State how many lines in the items that follow contain the string "below", with case counting. Give only the number.

== Supplied data ==
-*-

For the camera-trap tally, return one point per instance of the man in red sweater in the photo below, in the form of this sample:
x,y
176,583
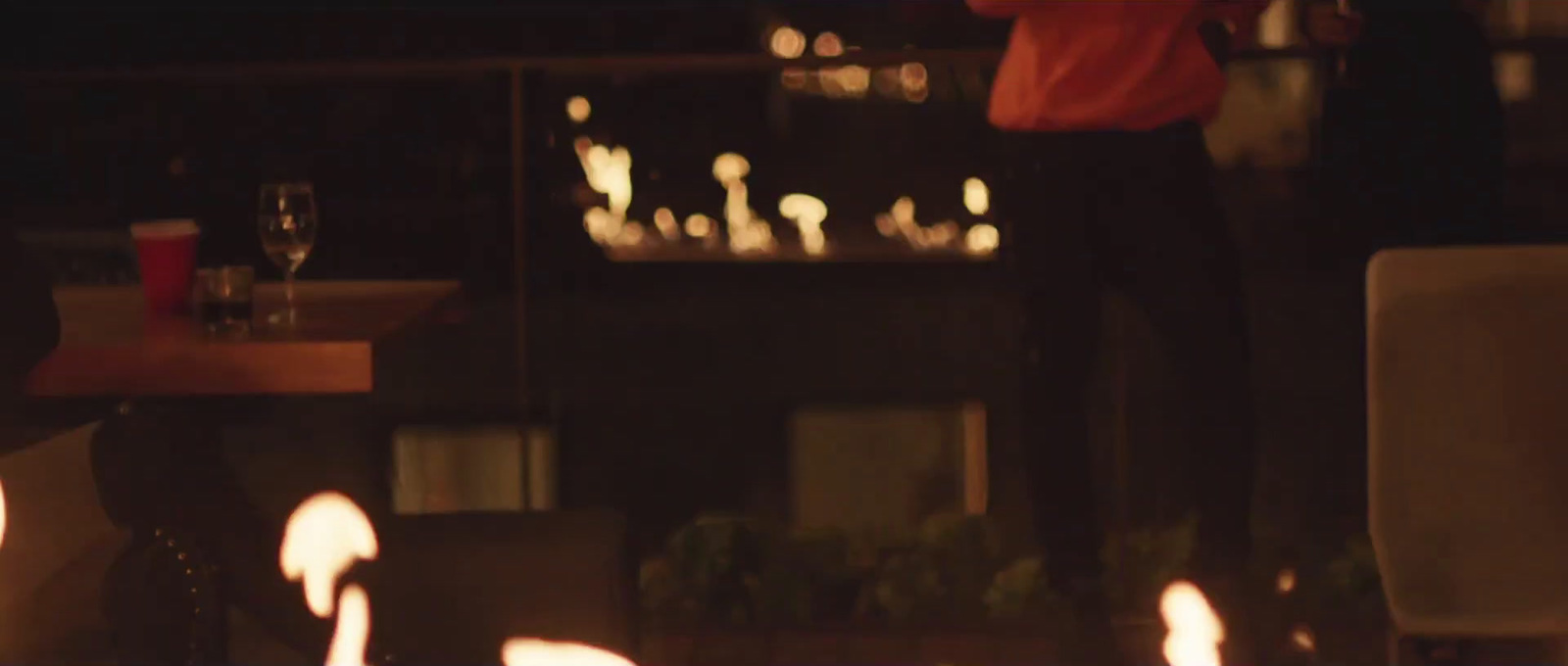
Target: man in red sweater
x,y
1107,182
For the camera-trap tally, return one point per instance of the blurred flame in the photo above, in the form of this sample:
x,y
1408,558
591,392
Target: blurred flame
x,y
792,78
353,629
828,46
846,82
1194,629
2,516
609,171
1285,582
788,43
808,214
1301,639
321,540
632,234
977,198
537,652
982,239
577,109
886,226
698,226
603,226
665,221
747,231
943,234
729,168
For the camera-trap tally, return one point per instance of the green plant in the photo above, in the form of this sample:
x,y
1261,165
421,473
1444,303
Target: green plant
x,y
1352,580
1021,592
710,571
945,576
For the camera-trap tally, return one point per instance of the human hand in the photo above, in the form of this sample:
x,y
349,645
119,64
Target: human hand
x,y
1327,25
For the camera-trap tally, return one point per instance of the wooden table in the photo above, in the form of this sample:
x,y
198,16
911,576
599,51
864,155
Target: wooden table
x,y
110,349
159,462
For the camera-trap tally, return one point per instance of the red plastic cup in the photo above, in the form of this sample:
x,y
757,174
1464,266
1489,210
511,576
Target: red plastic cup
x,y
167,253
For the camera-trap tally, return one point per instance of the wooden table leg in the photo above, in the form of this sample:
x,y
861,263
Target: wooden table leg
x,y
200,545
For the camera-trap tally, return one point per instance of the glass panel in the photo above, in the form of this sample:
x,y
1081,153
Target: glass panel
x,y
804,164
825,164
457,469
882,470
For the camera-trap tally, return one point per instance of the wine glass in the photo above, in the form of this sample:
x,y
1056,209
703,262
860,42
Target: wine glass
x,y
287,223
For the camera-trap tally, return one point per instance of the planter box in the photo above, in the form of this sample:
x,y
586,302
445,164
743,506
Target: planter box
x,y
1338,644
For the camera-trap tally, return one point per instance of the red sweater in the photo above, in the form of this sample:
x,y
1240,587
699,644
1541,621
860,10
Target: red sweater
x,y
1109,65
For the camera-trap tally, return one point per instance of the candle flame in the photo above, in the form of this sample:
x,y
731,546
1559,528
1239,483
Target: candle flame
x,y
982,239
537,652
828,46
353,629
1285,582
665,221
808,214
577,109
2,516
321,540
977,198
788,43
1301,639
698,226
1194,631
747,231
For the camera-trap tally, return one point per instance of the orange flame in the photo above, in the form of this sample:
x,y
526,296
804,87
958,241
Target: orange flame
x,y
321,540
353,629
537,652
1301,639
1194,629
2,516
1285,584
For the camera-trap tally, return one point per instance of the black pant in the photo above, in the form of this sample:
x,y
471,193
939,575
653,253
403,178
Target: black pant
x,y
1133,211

-*-

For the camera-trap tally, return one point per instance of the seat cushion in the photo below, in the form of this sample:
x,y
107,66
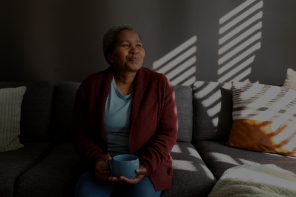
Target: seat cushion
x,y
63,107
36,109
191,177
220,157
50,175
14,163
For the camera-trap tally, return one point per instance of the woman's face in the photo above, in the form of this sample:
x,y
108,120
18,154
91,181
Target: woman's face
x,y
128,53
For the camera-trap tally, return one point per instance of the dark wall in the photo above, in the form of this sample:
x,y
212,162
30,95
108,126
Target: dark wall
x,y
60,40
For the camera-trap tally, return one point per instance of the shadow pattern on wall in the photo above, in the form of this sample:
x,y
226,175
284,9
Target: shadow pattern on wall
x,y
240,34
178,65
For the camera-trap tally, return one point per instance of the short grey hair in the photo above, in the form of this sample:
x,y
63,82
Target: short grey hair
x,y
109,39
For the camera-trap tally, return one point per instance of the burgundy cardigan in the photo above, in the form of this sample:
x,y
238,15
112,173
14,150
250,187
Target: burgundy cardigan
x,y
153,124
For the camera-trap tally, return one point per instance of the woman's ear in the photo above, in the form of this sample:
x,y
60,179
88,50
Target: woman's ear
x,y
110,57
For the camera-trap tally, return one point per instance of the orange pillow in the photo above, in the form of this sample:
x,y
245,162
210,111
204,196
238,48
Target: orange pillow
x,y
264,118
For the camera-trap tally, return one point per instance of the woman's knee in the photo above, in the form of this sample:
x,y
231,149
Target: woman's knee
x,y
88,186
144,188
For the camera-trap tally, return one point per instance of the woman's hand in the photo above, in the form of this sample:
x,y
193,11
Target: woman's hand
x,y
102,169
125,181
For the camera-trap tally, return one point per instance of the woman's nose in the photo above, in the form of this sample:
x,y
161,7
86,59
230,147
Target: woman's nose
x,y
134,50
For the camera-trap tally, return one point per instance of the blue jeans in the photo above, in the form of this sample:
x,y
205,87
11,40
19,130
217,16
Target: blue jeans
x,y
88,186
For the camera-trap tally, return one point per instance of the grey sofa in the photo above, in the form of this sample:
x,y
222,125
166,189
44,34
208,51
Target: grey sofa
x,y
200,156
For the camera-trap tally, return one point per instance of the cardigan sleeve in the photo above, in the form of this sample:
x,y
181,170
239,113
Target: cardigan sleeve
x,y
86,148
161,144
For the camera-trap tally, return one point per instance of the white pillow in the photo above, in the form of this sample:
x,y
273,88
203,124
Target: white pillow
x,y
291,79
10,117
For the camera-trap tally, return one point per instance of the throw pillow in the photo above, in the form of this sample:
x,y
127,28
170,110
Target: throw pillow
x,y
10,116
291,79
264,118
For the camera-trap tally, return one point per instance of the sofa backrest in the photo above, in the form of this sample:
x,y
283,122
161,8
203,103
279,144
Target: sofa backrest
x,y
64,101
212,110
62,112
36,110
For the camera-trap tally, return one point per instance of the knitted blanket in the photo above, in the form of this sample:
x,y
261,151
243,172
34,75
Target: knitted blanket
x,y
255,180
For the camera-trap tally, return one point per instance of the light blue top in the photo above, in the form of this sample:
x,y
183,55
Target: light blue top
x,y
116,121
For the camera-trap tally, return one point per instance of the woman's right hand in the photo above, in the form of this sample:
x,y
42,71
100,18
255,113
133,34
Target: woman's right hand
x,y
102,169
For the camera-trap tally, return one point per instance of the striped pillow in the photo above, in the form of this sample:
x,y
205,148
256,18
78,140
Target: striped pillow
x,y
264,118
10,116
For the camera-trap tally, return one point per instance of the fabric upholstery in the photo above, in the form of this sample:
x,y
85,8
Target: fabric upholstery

-*-

== Result of the exercise ==
2